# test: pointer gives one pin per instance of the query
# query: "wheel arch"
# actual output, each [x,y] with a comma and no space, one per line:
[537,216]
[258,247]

--------

→ Aim of the exercise
Reproduce each entry above character for character.

→ Answer area
# test: pointer gives one pin per instance of the query
# query: "wheel arch"
# actual output, each [x,y] with a comma and no space, one per line:
[537,216]
[258,247]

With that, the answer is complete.